> ISTRUZIONI: Secondo il brano sul delta del Po, quale salario mensile percepivano gli addetti al servizio di traghetto?

> BRANO:
= = = = =

Com’era la vita intorno al delta del Po

I paesaggi, le abitudini e i mestieri dei suoi abitanti, fotografati negli anni Cinquanta dall’italiano Pietro Donzelli

donzelli po © Renate Siebenhaar, Estate Pietro Donzelli, Frankfurt a. M.

Il fotografo italiano Pietro Donzelli ha dedicato gran parte del suo lavoro al rapporto dell’uomo con l’ambiente in cui vive, lavorando a Milano, a Napoli, in Calabria, Sicilia, Sardegna e Toscana, e soprattutto intorno al delta del Po, nelle terra del Polesine (che coincide con la provincia di Rovigo): dal 1953 al 1960 ha fotografato i suoi abitanti e i suoi paesaggi nel lavoro documentaristico Terra senz’ombra, che fino al 2 luglio sarà in mostra al Palazzo Roverella di Rovigo, con più di cento fotografie.

Le immagini mostrano gli abitanti della zona, le loro abitudini in relazione al territorio in cui vivevano e ai paesaggi che li circondavano, come racconta lo stesso Donzelli in un dattiloscritto del settembre 1956, pubblicato nel catalogo che accompagna la mostra:

«L’abitante del Delta si sposta quasi esclusivamente in bicicletta. Causa la scarsità di ponti e viadotti chi deve attraversare i fiumi si serve del traghetto (gli addetti al servizio percepiscono un salario di 5.000 lire al mese). La barca è a volte l’unico mezzo che unisce case e frazioni isolate alle sedi comunali, per andare a messa o a scuola o dal medico. Sulla barca si può nascere o compiere l’ultimo viaggio terreno.
Nonostante le precarie condizioni di vita l’abitante del Delta è di indole festaiola. Numerose le sale da ballo improvvisate nelle corti ed i cinematografi (una cinquantina con diecimila posti). Per reagire alla solitudine non perde occasioni per riunirsi o cantare in coro. Cantano le donne che lavorano nelle fornaci o quando spalano il frumento sull’aia e la sera, sedute sull’argine o sul limitare di casa, incontrano con la fantasia i loro personaggi preferiti raccontati dai rotocalchi “Sogno”, “Gente” e “Grand Hotel”.

Piero Donzelli è nato a Monte Carlo nel 1915 ed è morto a Milano nel 1998. Con le sue foto ha testimoniato l’Italia dal Dopoguerra agli anni Sessanta, il passaggio dalla società rurale e preindustriale alla società dei consumi. Oltre al lavoro di fotografo è stato ricercatore, collaboratore di riviste specializzate e curatore di mostre, e con le sue attività, tra le altre cose, ha contributo a far conoscere in Italia i lavori di Dorothea Lange, Alfred Stieglitz e dei fotografi della Farm Security Administration.

= = = = =

[Elementi archiviati]
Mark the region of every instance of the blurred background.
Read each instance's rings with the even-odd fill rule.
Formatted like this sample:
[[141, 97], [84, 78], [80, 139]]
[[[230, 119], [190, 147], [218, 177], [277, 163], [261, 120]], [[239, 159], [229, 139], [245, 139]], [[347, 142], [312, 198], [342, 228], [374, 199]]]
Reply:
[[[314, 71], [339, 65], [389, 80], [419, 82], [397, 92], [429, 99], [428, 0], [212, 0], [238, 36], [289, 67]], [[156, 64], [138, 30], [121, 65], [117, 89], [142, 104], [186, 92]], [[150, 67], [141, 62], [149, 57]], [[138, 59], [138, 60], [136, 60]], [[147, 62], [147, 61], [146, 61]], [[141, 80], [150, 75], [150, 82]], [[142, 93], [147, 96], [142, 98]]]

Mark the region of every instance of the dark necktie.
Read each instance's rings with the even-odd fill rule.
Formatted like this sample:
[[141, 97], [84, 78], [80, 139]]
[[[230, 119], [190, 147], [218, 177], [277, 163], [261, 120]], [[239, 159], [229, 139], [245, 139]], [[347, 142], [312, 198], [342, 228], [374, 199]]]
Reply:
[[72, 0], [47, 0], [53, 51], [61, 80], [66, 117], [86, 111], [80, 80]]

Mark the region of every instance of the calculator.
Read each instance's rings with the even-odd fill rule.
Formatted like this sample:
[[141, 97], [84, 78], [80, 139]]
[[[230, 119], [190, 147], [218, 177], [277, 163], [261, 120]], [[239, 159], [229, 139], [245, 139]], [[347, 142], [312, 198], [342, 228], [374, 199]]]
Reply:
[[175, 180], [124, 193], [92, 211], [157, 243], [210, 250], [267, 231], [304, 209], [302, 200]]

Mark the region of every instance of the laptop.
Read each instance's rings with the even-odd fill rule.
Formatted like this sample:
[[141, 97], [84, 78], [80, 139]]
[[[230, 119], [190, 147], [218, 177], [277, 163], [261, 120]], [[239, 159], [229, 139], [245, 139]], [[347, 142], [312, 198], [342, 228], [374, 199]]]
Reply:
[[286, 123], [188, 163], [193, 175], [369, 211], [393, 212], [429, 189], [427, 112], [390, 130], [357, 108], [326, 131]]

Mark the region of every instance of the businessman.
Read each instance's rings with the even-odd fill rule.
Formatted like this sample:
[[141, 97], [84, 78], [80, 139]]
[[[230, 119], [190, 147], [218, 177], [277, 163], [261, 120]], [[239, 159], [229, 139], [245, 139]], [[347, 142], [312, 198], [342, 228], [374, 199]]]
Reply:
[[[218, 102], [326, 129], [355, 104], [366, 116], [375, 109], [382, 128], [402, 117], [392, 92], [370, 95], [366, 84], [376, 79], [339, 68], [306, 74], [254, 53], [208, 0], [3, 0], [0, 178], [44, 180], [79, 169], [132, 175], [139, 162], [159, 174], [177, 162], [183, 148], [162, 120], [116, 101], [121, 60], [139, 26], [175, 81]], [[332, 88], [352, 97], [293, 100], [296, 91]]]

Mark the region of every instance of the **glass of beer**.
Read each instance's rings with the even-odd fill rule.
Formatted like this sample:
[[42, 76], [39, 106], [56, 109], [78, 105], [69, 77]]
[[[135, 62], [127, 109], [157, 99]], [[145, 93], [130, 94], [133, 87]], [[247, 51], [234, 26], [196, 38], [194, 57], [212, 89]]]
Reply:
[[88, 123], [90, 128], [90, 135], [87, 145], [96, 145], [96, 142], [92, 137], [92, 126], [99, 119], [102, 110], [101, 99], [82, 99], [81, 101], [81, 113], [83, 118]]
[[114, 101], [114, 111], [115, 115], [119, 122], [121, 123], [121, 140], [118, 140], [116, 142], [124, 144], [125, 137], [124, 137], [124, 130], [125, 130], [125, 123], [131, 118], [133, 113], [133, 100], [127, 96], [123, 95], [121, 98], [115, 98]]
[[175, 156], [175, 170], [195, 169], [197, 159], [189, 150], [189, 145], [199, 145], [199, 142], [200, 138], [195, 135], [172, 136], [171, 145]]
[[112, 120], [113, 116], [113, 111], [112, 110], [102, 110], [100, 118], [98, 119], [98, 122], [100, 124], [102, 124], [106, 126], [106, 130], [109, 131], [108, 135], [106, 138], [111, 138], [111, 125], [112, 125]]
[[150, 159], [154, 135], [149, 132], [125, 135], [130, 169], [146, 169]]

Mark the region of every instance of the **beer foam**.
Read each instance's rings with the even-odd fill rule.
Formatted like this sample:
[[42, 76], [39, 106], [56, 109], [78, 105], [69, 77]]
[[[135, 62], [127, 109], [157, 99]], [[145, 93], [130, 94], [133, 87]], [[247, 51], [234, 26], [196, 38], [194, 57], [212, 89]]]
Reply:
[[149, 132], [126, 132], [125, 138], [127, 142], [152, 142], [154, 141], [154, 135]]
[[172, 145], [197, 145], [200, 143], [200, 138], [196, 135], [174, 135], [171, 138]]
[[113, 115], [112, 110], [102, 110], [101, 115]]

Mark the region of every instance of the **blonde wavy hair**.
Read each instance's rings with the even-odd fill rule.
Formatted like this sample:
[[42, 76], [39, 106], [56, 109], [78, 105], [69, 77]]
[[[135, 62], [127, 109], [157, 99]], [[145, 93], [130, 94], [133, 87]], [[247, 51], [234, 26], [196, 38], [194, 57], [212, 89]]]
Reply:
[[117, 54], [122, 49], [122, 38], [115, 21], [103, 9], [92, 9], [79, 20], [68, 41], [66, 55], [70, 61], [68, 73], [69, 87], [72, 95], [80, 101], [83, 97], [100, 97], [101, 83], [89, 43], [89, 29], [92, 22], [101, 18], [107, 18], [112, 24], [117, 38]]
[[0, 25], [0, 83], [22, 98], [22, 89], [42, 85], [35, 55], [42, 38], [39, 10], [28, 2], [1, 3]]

= = = = =

> RISPOSTA: 5.000 lire al mese.